-- Material to process follows --
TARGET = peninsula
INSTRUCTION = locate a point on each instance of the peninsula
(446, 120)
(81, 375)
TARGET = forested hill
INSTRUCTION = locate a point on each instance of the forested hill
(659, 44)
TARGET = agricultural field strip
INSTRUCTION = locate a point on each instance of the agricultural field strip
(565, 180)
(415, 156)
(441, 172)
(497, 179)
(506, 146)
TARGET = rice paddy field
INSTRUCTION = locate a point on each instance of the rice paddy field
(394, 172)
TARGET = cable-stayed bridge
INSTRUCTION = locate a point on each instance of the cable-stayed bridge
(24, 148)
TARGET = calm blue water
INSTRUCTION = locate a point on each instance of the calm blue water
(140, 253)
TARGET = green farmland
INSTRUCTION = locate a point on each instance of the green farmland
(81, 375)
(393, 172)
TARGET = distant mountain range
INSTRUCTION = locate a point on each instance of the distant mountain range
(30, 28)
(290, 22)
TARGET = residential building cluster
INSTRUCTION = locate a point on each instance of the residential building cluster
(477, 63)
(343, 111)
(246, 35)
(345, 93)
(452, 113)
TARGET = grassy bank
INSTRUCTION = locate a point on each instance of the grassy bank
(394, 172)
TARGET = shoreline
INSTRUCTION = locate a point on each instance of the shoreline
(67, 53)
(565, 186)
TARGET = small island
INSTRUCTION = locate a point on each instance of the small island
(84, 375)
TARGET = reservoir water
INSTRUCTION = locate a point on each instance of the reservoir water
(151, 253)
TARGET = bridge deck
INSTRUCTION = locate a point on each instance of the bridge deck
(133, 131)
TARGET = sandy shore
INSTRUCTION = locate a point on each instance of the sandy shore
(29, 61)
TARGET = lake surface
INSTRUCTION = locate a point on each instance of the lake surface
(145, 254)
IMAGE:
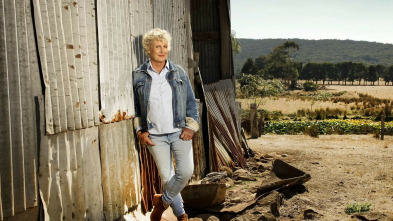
-- Material to process concluded --
◆ **Your goal**
All lines from the one containing "TARGET = lake surface" through the final line of the records are to be retyped exactly; no other lines and no pictures are to be included.

◆ **Written response**
TARGET = lake surface
INSTRUCTION = locate a point on each instance of the lake surface
(145, 254)
IMAGE:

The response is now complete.